== Extracted material

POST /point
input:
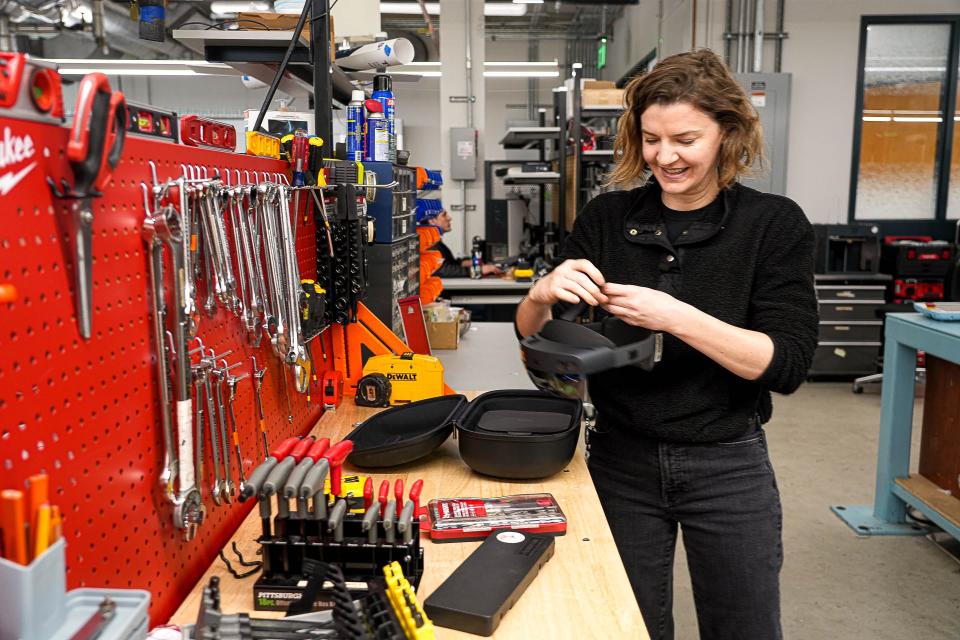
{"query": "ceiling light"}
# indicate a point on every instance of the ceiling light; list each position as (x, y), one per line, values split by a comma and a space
(238, 6)
(521, 74)
(433, 8)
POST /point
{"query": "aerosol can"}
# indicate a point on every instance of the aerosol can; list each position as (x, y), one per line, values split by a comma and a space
(356, 116)
(476, 259)
(383, 92)
(377, 148)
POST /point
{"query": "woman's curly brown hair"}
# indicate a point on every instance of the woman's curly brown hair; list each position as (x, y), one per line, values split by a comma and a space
(701, 79)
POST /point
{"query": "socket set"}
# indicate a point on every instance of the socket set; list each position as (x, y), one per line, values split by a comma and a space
(344, 274)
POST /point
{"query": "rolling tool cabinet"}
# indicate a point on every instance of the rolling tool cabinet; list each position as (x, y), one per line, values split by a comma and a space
(850, 331)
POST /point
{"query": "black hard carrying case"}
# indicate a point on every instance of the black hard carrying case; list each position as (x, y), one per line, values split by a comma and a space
(515, 434)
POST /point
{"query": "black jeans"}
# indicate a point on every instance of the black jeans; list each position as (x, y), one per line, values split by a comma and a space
(724, 498)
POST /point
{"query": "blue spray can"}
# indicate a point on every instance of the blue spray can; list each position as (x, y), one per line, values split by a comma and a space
(383, 91)
(377, 148)
(355, 120)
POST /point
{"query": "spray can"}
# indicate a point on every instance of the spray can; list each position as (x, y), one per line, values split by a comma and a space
(383, 91)
(377, 147)
(476, 259)
(355, 121)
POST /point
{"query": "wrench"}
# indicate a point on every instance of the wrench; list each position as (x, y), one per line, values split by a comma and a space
(188, 509)
(227, 488)
(155, 230)
(257, 383)
(232, 386)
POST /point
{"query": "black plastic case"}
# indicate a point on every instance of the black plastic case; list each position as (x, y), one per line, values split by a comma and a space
(515, 434)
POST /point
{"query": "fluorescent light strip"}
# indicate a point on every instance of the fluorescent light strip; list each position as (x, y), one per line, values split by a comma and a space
(916, 119)
(79, 71)
(521, 74)
(433, 8)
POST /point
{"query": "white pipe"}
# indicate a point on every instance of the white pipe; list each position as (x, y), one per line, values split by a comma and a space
(758, 37)
(741, 35)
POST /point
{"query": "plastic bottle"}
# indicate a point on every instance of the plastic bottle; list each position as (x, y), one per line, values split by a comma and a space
(377, 147)
(356, 115)
(476, 259)
(383, 91)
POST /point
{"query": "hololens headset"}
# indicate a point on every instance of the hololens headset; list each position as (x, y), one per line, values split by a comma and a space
(563, 353)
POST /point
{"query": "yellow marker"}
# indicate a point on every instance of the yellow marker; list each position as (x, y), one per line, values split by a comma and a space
(263, 145)
(56, 524)
(41, 533)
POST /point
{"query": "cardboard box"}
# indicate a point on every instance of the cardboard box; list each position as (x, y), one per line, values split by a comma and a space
(602, 98)
(444, 335)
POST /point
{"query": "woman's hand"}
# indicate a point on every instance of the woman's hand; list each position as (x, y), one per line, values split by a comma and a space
(643, 307)
(572, 281)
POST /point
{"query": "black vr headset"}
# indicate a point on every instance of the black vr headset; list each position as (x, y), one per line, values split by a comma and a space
(563, 353)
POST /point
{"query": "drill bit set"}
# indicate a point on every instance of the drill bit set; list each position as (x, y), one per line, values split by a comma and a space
(327, 523)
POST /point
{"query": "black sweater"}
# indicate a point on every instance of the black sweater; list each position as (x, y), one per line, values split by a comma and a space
(748, 263)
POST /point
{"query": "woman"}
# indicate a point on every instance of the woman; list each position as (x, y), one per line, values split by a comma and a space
(726, 273)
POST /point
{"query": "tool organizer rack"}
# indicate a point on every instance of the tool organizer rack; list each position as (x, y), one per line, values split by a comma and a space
(88, 412)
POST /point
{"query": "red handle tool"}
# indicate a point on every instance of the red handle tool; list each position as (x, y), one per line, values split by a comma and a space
(336, 455)
(367, 492)
(415, 490)
(318, 449)
(283, 449)
(398, 493)
(299, 451)
(384, 496)
(97, 135)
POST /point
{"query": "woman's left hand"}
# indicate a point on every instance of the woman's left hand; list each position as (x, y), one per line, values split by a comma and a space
(642, 307)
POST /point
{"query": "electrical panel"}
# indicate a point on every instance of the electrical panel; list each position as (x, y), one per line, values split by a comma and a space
(463, 153)
(770, 95)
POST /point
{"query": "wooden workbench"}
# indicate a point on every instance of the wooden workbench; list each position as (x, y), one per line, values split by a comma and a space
(582, 592)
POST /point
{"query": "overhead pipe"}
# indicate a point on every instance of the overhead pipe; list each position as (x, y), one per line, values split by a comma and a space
(778, 45)
(728, 29)
(758, 37)
(741, 34)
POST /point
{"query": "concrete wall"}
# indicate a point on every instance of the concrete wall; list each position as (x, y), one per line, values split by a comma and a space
(820, 53)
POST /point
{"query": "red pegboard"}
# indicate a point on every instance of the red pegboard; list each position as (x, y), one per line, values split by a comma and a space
(87, 412)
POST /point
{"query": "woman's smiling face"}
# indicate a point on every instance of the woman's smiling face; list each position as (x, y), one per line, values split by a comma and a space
(681, 145)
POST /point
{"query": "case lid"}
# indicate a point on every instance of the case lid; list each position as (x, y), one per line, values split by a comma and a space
(519, 421)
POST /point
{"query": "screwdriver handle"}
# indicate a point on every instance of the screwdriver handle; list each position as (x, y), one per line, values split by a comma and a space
(384, 495)
(415, 490)
(398, 492)
(318, 449)
(368, 492)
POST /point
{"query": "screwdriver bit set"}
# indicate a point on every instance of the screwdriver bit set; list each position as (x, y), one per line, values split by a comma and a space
(327, 524)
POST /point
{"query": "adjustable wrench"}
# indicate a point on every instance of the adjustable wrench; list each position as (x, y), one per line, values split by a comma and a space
(156, 232)
(227, 487)
(189, 511)
(232, 386)
(257, 383)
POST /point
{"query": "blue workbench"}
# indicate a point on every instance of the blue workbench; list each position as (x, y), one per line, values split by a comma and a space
(906, 333)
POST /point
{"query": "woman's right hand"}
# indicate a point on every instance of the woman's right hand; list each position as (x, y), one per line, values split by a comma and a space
(572, 281)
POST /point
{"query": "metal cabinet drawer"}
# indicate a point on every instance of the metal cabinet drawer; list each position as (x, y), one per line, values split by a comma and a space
(834, 310)
(858, 331)
(835, 358)
(843, 293)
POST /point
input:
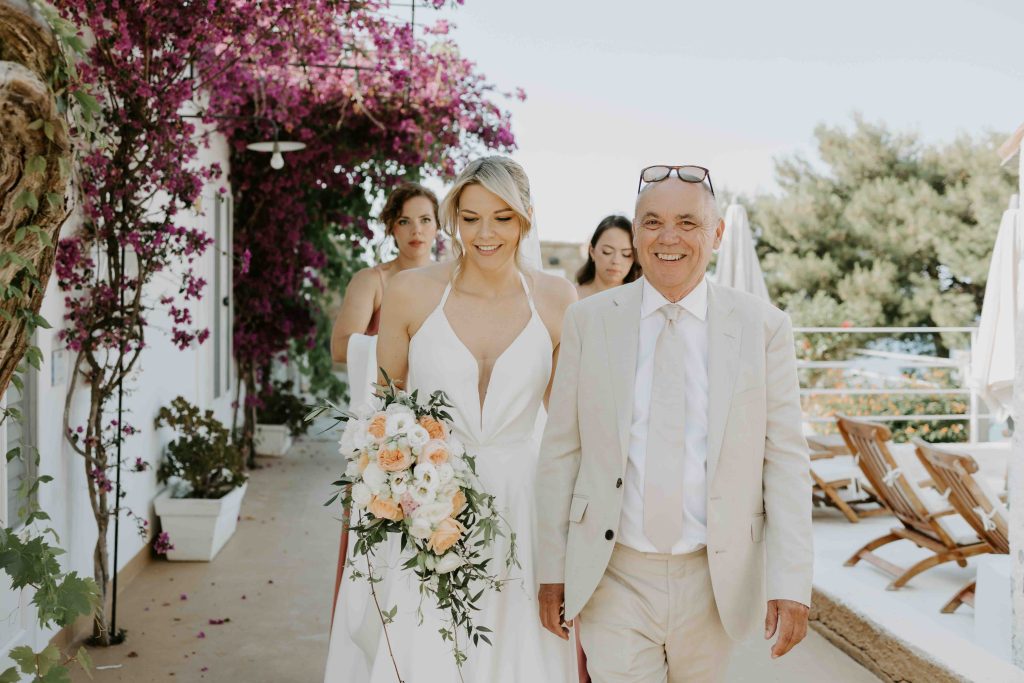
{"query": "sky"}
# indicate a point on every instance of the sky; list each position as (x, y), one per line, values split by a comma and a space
(731, 85)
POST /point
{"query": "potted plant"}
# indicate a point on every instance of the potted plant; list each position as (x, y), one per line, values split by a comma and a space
(280, 419)
(199, 509)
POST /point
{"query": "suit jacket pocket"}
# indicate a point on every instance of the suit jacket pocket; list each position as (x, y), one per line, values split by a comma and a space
(578, 507)
(758, 527)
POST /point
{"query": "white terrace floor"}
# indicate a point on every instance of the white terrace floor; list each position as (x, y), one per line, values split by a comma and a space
(273, 582)
(910, 614)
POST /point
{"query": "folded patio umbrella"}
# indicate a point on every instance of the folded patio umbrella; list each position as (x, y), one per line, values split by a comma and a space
(737, 261)
(992, 357)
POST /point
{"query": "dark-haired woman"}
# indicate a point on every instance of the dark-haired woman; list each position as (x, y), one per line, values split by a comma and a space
(410, 216)
(610, 261)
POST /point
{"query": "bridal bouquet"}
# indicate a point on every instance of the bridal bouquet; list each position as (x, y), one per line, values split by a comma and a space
(408, 474)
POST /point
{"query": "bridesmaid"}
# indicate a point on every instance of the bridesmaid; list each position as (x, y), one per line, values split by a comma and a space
(610, 261)
(410, 217)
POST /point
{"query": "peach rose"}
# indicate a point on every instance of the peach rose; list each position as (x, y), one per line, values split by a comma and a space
(434, 428)
(458, 503)
(435, 453)
(446, 535)
(386, 508)
(394, 460)
(378, 426)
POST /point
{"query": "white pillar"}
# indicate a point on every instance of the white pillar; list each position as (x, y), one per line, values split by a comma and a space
(1017, 452)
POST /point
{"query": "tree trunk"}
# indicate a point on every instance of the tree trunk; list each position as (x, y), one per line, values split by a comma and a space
(28, 55)
(1016, 502)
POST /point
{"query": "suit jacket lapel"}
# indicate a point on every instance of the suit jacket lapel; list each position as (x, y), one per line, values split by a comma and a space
(622, 329)
(723, 361)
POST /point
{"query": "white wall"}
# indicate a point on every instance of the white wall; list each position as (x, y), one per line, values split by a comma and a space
(163, 373)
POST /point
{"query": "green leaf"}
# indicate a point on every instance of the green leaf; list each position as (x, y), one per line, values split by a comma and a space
(89, 104)
(84, 660)
(36, 164)
(26, 199)
(25, 658)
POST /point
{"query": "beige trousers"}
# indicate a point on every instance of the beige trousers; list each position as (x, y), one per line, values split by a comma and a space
(652, 619)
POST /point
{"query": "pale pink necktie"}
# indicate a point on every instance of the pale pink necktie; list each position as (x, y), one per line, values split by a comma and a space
(663, 492)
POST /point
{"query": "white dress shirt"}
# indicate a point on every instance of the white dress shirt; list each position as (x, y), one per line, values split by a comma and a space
(694, 353)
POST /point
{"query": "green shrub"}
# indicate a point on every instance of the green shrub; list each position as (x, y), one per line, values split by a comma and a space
(203, 456)
(282, 407)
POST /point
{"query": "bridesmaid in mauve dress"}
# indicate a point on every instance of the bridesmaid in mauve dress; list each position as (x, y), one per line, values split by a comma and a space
(610, 262)
(410, 216)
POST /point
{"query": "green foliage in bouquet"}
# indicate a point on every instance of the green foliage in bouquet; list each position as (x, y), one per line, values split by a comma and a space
(456, 575)
(203, 456)
(282, 407)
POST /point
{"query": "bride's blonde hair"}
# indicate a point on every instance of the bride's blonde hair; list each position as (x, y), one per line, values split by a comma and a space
(500, 176)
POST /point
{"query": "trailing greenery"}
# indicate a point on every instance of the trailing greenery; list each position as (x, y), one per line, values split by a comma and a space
(282, 407)
(29, 560)
(203, 458)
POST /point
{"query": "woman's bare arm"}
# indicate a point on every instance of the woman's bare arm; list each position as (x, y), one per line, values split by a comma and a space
(356, 311)
(399, 305)
(556, 296)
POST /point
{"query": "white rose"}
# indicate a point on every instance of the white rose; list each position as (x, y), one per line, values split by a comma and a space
(427, 473)
(434, 512)
(423, 493)
(398, 409)
(399, 482)
(449, 562)
(360, 437)
(398, 423)
(417, 436)
(345, 444)
(366, 410)
(421, 528)
(374, 476)
(361, 495)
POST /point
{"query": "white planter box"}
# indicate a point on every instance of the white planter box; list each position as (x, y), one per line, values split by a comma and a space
(272, 439)
(199, 527)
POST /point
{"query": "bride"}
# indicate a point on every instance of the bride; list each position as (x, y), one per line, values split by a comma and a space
(485, 330)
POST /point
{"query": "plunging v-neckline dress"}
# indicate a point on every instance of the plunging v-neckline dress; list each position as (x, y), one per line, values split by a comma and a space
(501, 432)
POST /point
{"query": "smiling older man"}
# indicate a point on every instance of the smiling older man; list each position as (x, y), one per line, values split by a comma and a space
(673, 486)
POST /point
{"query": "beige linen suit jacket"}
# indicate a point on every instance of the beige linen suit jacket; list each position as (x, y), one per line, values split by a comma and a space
(759, 484)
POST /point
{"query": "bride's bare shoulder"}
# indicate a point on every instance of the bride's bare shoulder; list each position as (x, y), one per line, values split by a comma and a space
(420, 284)
(554, 290)
(553, 295)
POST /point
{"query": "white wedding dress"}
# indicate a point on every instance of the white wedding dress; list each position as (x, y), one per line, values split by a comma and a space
(503, 436)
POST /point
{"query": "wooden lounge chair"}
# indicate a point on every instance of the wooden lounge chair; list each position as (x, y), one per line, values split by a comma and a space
(835, 484)
(921, 511)
(972, 498)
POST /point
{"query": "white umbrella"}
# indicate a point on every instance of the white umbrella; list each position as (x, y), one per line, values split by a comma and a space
(737, 261)
(992, 358)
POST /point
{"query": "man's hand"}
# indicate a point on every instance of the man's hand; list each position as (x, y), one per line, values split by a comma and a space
(788, 619)
(552, 600)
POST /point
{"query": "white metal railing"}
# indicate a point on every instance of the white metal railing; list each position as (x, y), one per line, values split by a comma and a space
(973, 416)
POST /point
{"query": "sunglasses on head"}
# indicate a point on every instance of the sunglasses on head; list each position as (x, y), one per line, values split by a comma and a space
(687, 173)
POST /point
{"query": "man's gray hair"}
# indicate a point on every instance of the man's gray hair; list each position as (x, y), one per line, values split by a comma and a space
(712, 214)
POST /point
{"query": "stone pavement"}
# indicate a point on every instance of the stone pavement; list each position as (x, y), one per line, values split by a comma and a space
(271, 585)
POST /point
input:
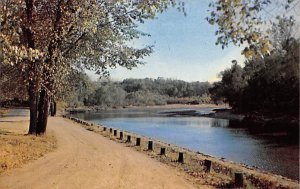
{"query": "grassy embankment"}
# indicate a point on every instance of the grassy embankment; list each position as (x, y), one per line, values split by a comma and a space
(17, 148)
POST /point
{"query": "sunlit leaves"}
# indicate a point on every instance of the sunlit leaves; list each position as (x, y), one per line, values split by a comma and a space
(240, 22)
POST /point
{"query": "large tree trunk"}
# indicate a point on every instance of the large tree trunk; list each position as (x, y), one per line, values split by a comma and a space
(33, 99)
(43, 110)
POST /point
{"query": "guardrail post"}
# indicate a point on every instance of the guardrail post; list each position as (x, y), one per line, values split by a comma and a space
(207, 165)
(138, 141)
(238, 179)
(150, 145)
(180, 157)
(128, 139)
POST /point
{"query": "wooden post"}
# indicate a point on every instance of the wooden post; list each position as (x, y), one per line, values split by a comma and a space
(238, 180)
(138, 141)
(150, 145)
(207, 165)
(180, 157)
(128, 138)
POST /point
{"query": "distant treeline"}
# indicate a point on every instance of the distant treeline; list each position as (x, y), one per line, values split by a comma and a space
(141, 92)
(264, 86)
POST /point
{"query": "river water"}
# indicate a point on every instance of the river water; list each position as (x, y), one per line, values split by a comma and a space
(276, 152)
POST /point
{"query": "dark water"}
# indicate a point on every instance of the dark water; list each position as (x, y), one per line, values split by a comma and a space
(277, 152)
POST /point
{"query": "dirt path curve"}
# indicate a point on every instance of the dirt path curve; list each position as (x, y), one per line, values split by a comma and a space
(88, 160)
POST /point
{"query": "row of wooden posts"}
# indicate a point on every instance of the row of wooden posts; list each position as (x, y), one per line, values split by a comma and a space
(238, 176)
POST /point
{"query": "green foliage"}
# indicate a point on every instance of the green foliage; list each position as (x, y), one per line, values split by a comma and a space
(269, 85)
(143, 92)
(241, 22)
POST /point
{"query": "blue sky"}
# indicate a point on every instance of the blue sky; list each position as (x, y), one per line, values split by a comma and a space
(184, 47)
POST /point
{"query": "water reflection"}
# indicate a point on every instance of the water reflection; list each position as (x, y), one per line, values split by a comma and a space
(277, 152)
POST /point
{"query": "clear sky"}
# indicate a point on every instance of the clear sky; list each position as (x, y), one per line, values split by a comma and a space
(184, 47)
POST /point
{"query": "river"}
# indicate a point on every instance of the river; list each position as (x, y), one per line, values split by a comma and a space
(276, 152)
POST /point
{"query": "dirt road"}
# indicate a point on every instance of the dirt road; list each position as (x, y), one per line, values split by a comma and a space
(87, 160)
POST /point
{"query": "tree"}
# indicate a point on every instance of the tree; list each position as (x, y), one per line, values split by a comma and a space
(240, 22)
(45, 40)
(268, 85)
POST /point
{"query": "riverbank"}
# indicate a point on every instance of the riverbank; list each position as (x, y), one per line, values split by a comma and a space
(222, 172)
(84, 159)
(168, 106)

====

Identify every line in the listing above that contains the word "screwdriver", and copy each of those lines.

*Problem solution*.
{"query": "screwdriver handle"}
# indicate a point on every instance of the screwdriver handle; list each position as (x, y), one per line, values split by a comma and a space
{"query": "screwdriver bit set"}
# indicate a point on every instance of the screwdriver bit set; list each position as (x, y), one per line, values split by a comma and a space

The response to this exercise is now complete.